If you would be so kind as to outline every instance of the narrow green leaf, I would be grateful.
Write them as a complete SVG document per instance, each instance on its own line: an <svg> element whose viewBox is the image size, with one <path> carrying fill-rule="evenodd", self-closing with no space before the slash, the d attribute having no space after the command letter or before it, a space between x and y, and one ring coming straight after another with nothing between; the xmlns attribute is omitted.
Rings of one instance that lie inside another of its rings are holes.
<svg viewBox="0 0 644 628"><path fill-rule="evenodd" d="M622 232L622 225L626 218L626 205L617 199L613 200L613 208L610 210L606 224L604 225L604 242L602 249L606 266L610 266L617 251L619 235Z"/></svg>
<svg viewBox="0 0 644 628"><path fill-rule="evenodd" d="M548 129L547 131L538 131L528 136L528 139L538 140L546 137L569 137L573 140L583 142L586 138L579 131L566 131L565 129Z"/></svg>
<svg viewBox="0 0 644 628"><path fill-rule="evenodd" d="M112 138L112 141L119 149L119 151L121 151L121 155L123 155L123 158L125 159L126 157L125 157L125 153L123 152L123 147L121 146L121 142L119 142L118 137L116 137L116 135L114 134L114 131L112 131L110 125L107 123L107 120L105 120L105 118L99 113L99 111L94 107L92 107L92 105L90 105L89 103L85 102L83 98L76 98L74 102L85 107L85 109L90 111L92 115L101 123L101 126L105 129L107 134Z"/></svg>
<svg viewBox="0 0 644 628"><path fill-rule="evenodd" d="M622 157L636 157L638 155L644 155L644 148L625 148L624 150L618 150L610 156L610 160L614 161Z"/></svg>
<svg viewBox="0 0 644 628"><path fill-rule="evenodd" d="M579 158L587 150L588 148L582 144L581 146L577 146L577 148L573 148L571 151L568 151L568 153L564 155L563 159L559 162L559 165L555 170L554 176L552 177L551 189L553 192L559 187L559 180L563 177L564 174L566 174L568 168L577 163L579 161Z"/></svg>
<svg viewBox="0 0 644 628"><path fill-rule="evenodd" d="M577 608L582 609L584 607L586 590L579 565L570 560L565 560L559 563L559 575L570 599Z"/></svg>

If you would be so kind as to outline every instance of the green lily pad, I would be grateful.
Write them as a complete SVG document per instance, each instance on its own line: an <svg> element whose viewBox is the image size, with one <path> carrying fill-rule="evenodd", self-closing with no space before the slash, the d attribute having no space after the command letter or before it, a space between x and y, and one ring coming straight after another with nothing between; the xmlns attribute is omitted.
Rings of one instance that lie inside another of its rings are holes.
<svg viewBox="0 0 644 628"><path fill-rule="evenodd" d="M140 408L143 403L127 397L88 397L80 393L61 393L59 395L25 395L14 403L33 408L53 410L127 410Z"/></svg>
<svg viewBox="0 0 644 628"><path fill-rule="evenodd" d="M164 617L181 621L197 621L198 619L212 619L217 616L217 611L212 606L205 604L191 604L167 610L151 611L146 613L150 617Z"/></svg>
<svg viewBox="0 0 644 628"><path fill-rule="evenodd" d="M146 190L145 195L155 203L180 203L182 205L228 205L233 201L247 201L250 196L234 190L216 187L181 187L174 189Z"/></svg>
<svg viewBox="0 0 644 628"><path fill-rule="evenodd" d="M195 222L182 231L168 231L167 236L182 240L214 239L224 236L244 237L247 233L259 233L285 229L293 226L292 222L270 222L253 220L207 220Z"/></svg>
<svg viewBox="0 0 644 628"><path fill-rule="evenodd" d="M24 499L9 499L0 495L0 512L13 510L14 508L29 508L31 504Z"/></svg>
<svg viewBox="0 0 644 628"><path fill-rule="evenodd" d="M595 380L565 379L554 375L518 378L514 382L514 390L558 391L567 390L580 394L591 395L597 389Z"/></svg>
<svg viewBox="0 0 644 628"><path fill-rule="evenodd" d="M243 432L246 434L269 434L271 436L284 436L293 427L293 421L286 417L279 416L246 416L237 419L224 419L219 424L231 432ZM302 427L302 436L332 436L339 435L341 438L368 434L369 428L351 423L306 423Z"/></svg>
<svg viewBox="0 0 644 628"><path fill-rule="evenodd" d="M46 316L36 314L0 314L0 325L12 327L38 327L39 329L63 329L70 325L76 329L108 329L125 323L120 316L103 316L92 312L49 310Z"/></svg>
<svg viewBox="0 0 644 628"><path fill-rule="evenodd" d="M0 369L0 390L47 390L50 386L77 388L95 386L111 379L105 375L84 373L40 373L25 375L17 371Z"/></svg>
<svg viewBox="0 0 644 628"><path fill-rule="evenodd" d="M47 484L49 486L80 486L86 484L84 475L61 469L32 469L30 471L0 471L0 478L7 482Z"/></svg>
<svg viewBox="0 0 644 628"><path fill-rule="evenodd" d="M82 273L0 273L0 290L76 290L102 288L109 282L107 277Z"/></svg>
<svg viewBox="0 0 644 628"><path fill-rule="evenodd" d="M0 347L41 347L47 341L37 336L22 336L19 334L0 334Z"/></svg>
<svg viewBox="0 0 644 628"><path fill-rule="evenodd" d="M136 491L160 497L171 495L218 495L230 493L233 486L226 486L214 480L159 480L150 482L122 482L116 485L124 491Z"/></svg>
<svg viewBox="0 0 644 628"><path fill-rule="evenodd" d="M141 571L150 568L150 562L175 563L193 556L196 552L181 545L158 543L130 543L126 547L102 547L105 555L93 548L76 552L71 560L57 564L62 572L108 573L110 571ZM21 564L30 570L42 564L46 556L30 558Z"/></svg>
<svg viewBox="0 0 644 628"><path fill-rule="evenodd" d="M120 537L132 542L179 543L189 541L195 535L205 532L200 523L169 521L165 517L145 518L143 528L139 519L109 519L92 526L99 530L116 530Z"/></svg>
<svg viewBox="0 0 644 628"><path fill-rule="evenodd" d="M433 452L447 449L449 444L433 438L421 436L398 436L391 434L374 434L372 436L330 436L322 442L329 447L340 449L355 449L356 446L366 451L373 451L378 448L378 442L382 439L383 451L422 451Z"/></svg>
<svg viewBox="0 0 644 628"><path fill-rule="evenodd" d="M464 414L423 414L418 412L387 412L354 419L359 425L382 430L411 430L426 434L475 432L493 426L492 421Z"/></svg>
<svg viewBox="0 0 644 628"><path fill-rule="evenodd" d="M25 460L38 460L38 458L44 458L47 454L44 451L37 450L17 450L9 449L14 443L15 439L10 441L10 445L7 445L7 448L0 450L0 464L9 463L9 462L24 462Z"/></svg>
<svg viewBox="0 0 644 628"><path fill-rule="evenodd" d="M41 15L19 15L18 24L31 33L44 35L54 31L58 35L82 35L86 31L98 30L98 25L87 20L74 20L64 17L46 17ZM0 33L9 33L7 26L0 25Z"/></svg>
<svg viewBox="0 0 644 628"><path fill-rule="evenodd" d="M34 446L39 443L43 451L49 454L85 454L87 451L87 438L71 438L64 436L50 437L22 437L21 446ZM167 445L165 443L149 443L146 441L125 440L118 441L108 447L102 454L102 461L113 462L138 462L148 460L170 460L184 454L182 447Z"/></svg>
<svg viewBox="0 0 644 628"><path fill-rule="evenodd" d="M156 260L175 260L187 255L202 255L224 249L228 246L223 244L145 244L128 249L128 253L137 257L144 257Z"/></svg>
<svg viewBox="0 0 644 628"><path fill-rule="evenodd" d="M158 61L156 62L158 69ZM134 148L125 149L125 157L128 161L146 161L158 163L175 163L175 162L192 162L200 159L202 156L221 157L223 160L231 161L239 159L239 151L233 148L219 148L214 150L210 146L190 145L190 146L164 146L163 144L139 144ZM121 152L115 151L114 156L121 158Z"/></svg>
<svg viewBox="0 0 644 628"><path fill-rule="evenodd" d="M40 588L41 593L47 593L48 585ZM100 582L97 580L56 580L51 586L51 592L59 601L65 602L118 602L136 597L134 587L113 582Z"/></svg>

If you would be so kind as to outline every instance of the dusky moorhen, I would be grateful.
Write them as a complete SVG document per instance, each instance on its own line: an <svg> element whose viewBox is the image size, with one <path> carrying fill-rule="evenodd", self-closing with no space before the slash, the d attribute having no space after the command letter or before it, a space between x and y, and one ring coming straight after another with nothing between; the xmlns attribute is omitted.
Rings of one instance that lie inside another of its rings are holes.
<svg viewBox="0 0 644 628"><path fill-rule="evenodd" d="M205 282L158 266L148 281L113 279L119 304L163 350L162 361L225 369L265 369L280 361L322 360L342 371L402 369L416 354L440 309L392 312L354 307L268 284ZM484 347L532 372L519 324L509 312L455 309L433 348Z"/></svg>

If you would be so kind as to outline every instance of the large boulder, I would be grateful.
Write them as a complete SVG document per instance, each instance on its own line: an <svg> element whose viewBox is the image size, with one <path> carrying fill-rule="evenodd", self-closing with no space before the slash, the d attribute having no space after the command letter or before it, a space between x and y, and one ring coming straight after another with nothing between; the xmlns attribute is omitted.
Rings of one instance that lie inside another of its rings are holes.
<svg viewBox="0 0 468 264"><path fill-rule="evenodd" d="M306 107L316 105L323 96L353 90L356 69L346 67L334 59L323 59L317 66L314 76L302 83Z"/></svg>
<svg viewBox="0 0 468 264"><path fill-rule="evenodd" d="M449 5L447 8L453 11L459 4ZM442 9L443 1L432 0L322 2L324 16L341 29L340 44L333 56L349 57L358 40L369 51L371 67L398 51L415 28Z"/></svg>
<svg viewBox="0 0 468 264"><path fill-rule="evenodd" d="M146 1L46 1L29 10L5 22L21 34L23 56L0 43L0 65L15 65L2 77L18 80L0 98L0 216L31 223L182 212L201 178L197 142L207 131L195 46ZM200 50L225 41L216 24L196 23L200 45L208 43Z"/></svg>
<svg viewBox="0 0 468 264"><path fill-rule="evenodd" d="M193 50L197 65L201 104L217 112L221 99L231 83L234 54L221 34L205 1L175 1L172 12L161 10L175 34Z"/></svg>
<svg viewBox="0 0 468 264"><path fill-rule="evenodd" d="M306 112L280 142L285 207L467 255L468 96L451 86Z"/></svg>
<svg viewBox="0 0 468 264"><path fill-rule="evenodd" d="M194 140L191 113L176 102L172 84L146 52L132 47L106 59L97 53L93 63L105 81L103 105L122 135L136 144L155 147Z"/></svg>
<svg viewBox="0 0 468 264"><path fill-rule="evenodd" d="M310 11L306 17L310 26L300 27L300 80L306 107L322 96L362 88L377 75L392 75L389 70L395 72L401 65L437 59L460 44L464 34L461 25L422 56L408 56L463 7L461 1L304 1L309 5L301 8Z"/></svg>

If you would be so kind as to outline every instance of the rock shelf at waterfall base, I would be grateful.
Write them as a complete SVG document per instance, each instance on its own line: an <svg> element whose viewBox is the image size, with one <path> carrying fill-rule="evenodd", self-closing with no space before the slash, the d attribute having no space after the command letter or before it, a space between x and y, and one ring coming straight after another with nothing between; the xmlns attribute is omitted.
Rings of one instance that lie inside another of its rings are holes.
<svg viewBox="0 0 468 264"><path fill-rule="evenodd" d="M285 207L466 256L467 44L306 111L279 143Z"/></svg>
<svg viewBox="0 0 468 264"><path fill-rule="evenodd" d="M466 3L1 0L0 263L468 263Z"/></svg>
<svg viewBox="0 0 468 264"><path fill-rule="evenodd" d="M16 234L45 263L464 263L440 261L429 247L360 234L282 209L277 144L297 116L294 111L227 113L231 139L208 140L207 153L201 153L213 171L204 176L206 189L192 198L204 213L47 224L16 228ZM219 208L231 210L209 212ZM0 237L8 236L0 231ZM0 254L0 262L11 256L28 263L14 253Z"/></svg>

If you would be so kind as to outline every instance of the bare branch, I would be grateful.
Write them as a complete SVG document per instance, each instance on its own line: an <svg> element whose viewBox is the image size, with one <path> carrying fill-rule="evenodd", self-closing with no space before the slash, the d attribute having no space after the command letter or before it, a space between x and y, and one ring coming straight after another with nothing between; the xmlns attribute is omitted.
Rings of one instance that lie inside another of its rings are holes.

* _Your task_
Please show the lines in the entries above that hold the string "green".

* _Result of this task_
If you would be so kind as to outline every instance of the narrow green leaf, I would be grateful.
If you would be so kind as to outline every instance of the green lily pad, I would be grateful.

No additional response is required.